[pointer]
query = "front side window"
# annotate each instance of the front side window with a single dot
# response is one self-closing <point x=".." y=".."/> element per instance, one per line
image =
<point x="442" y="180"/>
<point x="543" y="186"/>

--- Work to be completed ---
From the records above, please extract every line and repeat it exactly.

--- Result for this task ---
[pointer]
query = "front side window"
# annotate each instance of the front side window with a single dot
# response is one self-closing <point x=".." y=".."/> element per instance, one per line
image =
<point x="442" y="180"/>
<point x="543" y="186"/>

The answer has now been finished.